#### Material for this exercise:
=-=-=
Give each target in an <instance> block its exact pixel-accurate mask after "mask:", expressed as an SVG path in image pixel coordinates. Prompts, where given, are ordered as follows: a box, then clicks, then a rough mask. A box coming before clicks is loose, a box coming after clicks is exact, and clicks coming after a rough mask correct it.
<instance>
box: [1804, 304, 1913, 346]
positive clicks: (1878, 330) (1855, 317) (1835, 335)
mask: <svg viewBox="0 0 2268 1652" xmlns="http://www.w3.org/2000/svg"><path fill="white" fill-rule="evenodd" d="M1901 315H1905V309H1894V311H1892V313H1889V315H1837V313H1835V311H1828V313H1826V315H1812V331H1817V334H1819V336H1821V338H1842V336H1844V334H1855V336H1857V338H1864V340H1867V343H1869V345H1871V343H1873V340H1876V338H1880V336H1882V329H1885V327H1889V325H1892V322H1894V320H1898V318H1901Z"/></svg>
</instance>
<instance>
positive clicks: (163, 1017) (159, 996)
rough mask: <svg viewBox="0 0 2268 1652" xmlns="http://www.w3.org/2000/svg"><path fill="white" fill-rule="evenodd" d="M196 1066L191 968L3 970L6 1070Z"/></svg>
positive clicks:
=-=-=
#### Exercise:
Copy out only the lines from the one containing "positive clicks: (1878, 330)" down to the last line of the material, keeping both ends.

#### Task solution:
positive clicks: (1878, 330) (1855, 317) (1835, 335)
mask: <svg viewBox="0 0 2268 1652" xmlns="http://www.w3.org/2000/svg"><path fill="white" fill-rule="evenodd" d="M1901 315H1905V309H1894V311H1892V313H1889V315H1837V313H1835V311H1828V313H1826V315H1812V331H1817V334H1819V336H1821V338H1842V336H1844V334H1855V336H1857V338H1864V340H1867V343H1869V345H1871V343H1873V340H1876V338H1880V336H1882V329H1885V327H1889V325H1892V322H1894V320H1898V318H1901Z"/></svg>
</instance>
<instance>
positive clicks: (163, 1017) (159, 996)
rough mask: <svg viewBox="0 0 2268 1652" xmlns="http://www.w3.org/2000/svg"><path fill="white" fill-rule="evenodd" d="M196 1066L191 968L3 970L6 1070Z"/></svg>
positive clicks:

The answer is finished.